*Task instructions*.
• a. Using the passage on buying real estate online, answer these:
(i) Which platforms does it name in connection with booming e-commerce sales?
(ii) Which home buying tools does it say the pandemic increased demand for?
(iii) Which two video conferencing platforms does it mention for online property purchases?
• b. Write out part of the passage on buying real estate online word for word. Begin at the words that contain "Several things have" and stop after "become the norm.".

*Excerpt provided*.

****

Consumer goods are being sold online at record paces. Ever since the launch of platforms like Amazon, eBay and Shopify, sales are booming for e-commerce businesses. You can purchase everything from clothing and household goods to big-ticket items like vehicles. The ease and speed at which these transactions occur is one reason online buying is so popular, but what about buying real estate online? Purchasing a home is a little more complicated than reading a couple of reviews and clicking on the top-rated item.
Several things have influenced the way consumers purchase a home. It’s no news that buying real estate online has skyrocketed in the past year and a half. With the pandemic driving prop-tech trends by increasing the demand for socially distanced open houses, virtual tours, and drone footage, these home buying tools have now become the norm.
Online property purchases are happening through platforms like “Zoom” and “Google Meet” because your buyer is comfortable using video conferencing as an everyday way to communicate. Then there is time. Homes are selling fast leaving many buyers scrambling to make an offer quickly before there are multiple competing offers.

****

*Data under study*.
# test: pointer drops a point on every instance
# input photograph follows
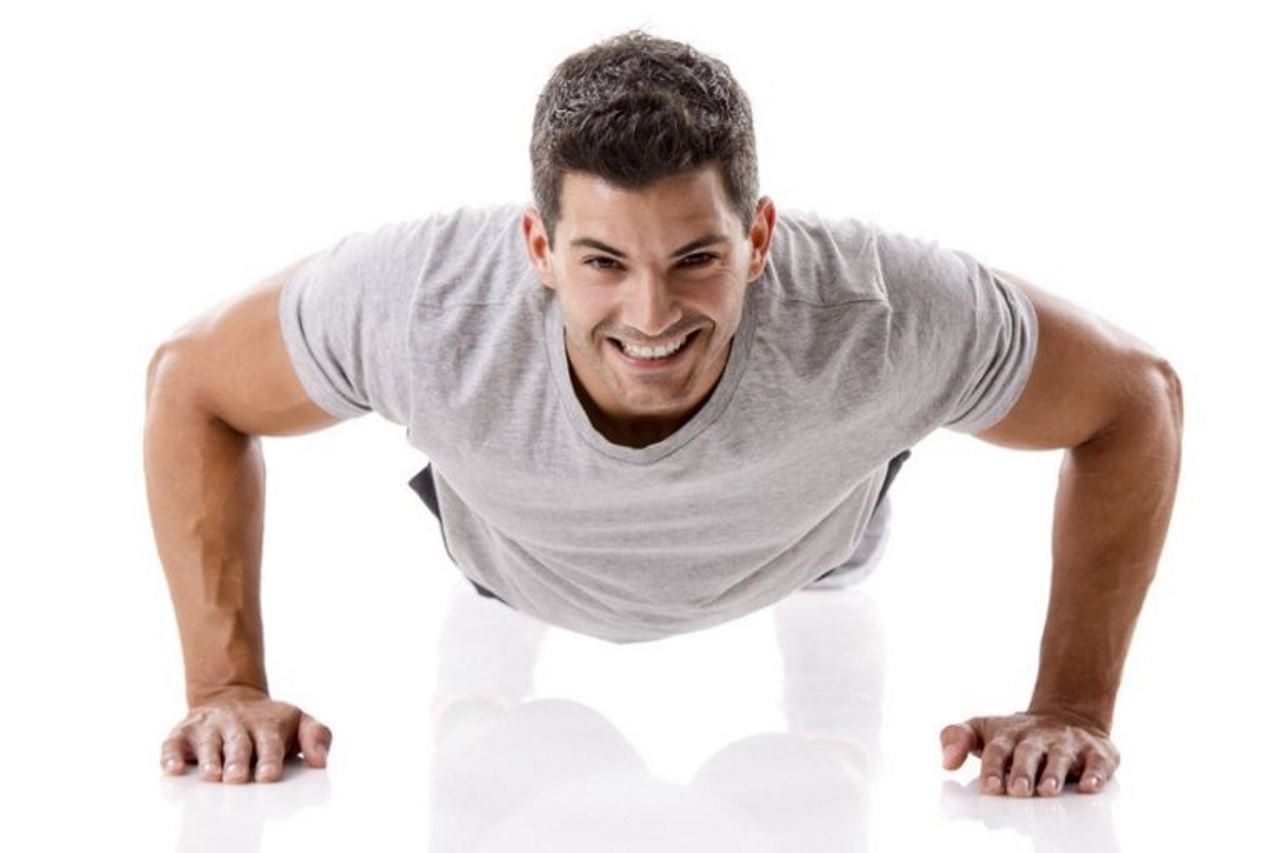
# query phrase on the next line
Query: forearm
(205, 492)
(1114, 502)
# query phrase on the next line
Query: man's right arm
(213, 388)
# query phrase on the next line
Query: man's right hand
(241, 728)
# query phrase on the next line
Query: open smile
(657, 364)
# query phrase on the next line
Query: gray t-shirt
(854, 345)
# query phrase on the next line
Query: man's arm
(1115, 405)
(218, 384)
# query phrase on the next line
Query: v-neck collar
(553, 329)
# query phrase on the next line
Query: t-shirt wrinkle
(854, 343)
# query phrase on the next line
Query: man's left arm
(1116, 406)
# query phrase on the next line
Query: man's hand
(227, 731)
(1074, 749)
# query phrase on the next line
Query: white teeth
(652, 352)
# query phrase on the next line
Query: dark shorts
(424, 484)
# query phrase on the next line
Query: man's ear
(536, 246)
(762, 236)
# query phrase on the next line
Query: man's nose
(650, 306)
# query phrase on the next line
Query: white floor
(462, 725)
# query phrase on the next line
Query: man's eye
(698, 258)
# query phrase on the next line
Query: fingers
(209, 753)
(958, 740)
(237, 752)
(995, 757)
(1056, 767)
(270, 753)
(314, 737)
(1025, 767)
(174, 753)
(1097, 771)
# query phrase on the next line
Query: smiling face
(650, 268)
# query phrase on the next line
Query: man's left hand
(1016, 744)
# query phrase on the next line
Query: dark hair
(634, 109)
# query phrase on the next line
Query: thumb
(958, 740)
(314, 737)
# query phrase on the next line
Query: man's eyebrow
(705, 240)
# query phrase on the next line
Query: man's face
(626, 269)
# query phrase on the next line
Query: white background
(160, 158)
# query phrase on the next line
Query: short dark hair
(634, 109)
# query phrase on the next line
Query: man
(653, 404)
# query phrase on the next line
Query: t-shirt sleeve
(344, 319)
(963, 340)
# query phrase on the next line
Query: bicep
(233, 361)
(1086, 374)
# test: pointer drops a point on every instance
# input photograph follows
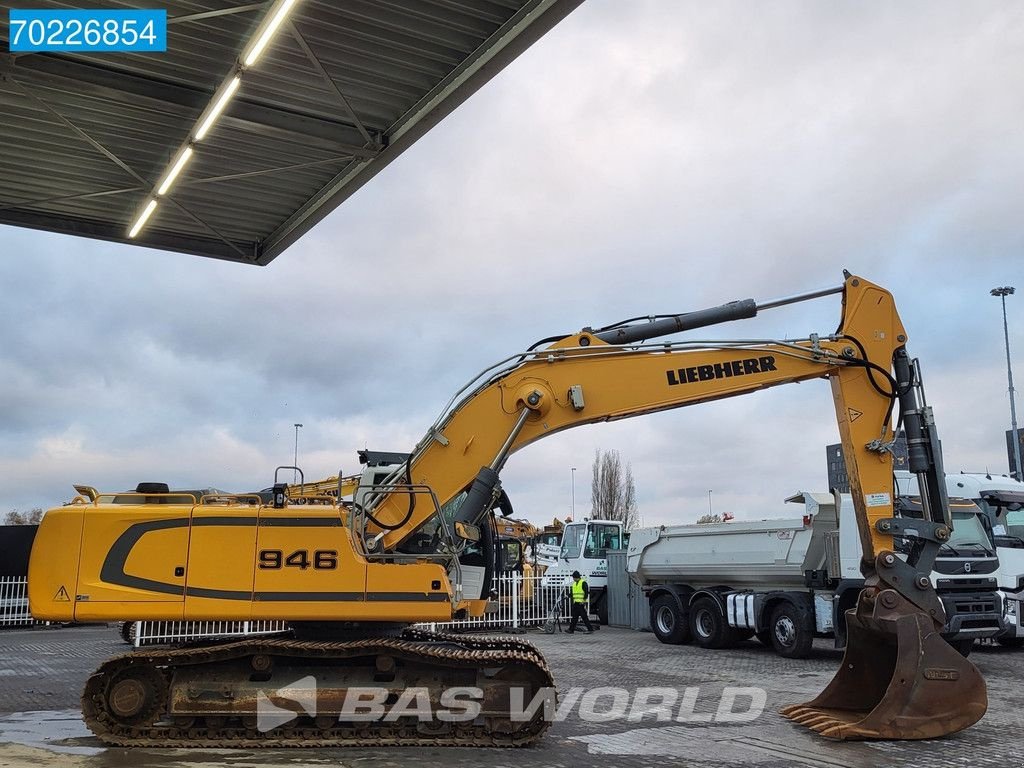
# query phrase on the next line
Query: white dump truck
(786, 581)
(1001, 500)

****

*Solutions by task*.
• a.
(i) Amazon, eBay and Shopify
(ii) Socially distanced open houses, virtual tours, and drone footage
(iii) Zoom and Google Meet

• b.
Several things have influenced the way consumers purchase a home. It’s no news that buying real estate online has skyrocketed in the past year and a half. With the pandemic driving prop-tech trends by increasing the demand for socially distanced open houses, virtual tours, and drone footage, these home buying tools have now become the norm.